>>

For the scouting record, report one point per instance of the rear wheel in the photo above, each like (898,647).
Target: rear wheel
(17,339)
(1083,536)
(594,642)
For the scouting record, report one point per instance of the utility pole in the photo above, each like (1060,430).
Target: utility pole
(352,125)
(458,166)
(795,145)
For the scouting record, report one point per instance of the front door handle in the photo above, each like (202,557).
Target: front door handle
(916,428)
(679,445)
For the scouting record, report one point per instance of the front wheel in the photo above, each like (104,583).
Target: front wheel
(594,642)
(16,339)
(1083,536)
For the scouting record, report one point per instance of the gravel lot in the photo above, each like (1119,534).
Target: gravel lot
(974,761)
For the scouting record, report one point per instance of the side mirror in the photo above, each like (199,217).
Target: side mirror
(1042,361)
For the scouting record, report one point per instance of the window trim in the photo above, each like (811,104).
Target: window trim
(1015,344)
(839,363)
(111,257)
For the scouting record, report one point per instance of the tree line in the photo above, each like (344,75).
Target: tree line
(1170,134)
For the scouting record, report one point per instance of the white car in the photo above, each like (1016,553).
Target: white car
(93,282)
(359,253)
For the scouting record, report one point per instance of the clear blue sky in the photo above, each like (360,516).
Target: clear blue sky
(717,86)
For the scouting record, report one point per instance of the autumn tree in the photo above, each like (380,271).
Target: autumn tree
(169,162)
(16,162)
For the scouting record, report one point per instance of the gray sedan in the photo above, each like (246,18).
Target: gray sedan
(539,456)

<<

Problem: Reproduce all of the data above word for word, changing and omitting nothing.

Finished task:
For the scouting record, report one point per instance of the rear wheel in the photo above, each like (898,647).
Target: rear wheel
(17,339)
(1083,536)
(594,642)
For the scouting record, report one point per instance of the utility pole in the photo above, each like (1060,430).
Target: utility pole
(352,125)
(458,166)
(795,145)
For the scouting record, report one point per instance of the front door handle in the photo above, each like (202,557).
Target: front door handle
(916,428)
(679,445)
For the scouting record, report one point per instance of the front wheel in the photo above, each like (104,583).
Target: front wheel
(594,642)
(16,339)
(1083,536)
For the scouting record, report one point per instance of the gravel lot in the photo above, each like (1119,534).
Target: gravel lot
(974,761)
For the scouting record, report one point per instance of the side mirror in the photo above, each like (199,217).
Target: side mirror
(1042,361)
For the scouting record, report one point per instance of the window trim in the photo above, each like (811,104).
Target: window trim
(1015,344)
(839,363)
(111,257)
For the scouting record, report one point per instance of the tree line in the photo above, each like (344,75).
Target: tree line
(1170,134)
For the scouting record, report one point per instance of the white car in the photo above, each like (1016,553).
Target: white car
(93,282)
(359,253)
For the scouting record, report one point per instance of the clear blue sky in the photo above, each like (360,516).
Target: clear blue sky
(717,86)
For the scouting record, report one point per instance of the autumn tree in the photo above, each like (380,271).
Target: autumn tree
(169,162)
(16,162)
For the scouting record, report one point per instance of the gray sedan in the photo above, each like (246,18).
Target: gray sedan
(539,456)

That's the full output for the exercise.